**** Article ****

La cour administrative d’appel examine les arguments avancés par les parents pour justifier leur demande et les juge insuffisants pour caractériser une situation propre. Elle précise que « l’antériorité d’une instruction en famille même en présence d’un contrôle pédagogique positif ne suffit pas à caractériser une situation propre à l’enfant ». De même, le projet de la famille de réaliser des visites et des voyages est écarté, au motif que ces activités peuvent se tenir durant les temps libres et les vacances scolaires. Ce faisant, la cour signifie que la « situation propre » ne saurait découler des seuls choix de vie des parents ou de leurs convictions pédagogiques. Les éléments avancés doivent être objectivement et intrinsèquement liés aux besoins spécifiques de l’enfant, qui le distingueraient de la généralité des enfants de son âge.

En l’espèce, la cour constate qu’« aucun des besoins fondamentaux A… qu’ils soient physiques, intellectuels, sociaux et affectifs ne différent de ceux des enfants de son âge ». Elle valide donc l’appréciation de l’administration selon laquelle l’établissement scolaire est en mesure de répondre à ces besoins. Cette approche objective de la situation de l’enfant a pour effet de limiter considérablement la marge d’appréciation des familles. L’existence d’un projet éducatif, fût-il détaillé et structuré, ne peut suffire si la condition première, attachée à la situation de l’enfant lui-même, n’est pas établie de manière circonstanciée.

****

(Tâches à réaliser)
A. Selon l'article, pour quel motif la cour écarte-t-elle le projet de la famille de réaliser des visites et des voyages ?
B. Recopiez le passage de l'article qui s'ouvre sur les mots contenant « La cour administrative » et se clôt sur « de son âge. ».

**** Entrées extraites ****

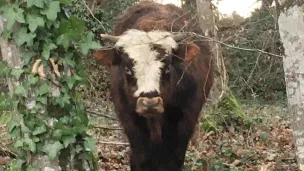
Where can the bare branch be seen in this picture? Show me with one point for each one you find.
(102, 115)
(84, 2)
(113, 143)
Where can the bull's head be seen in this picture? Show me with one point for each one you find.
(146, 60)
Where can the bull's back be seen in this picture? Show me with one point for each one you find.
(148, 16)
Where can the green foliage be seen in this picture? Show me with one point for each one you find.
(254, 75)
(105, 12)
(44, 123)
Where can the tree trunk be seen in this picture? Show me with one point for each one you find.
(207, 25)
(10, 54)
(291, 27)
(188, 5)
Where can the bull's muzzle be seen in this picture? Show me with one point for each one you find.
(149, 106)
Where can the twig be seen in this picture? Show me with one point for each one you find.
(102, 115)
(84, 2)
(106, 127)
(113, 143)
(234, 47)
(183, 73)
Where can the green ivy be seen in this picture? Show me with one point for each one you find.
(53, 126)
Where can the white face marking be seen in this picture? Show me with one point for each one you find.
(147, 68)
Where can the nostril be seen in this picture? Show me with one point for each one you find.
(145, 102)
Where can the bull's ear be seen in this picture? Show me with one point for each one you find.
(192, 51)
(105, 57)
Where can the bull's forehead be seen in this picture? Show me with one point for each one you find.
(147, 66)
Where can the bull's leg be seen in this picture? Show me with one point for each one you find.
(139, 142)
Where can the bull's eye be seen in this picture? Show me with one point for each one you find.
(167, 71)
(128, 71)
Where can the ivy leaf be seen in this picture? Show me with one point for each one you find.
(31, 168)
(37, 3)
(73, 28)
(39, 130)
(65, 1)
(27, 56)
(17, 73)
(88, 44)
(67, 60)
(13, 14)
(21, 36)
(63, 40)
(52, 10)
(4, 71)
(32, 79)
(64, 100)
(20, 90)
(43, 89)
(42, 100)
(30, 143)
(34, 21)
(12, 127)
(47, 50)
(67, 140)
(89, 144)
(52, 149)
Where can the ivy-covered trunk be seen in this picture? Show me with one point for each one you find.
(291, 26)
(41, 46)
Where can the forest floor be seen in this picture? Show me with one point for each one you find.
(263, 143)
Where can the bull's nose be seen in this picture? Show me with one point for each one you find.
(150, 102)
(147, 105)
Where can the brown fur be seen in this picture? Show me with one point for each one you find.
(159, 144)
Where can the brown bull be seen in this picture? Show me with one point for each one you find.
(158, 83)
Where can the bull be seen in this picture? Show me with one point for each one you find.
(159, 82)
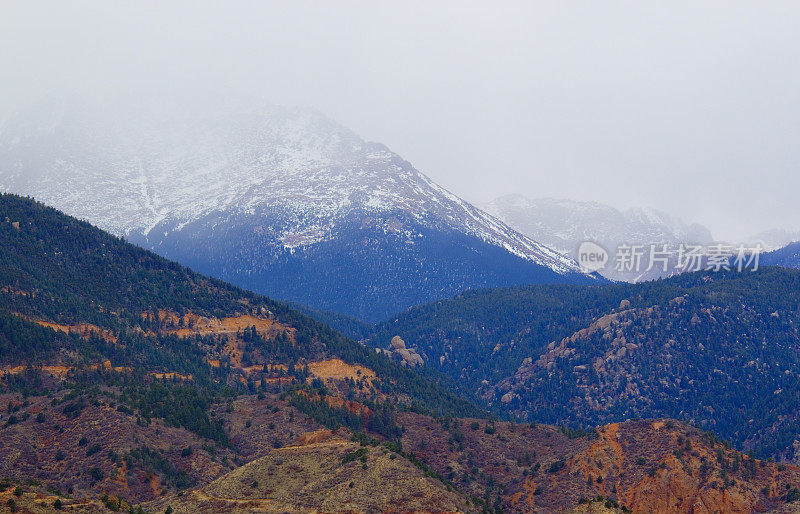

****

(Réponses par tâche)
A. Ces activités peuvent se tenir durant les temps libres et les vacances scolaires.

B.
La cour administrative d’appel examine les arguments avancés par les parents pour justifier leur demande et les juge insuffisants pour caractériser une situation propre. Elle précise que « l’antériorité d’une instruction en famille même en présence d’un contrôle pédagogique positif ne suffit pas à caractériser une situation propre à l’enfant ». De même, le projet de la famille de réaliser des visites et des voyages est écarté, au motif que ces activités peuvent se tenir durant les temps libres et les vacances scolaires. Ce faisant, la cour signifie que la « situation propre » ne saurait découler des seuls choix de vie des parents ou de leurs convictions pédagogiques. Les éléments avancés doivent être objectivement et intrinsèquement liés aux besoins spécifiques de l’enfant, qui le distingueraient de la généralité des enfants de son âge.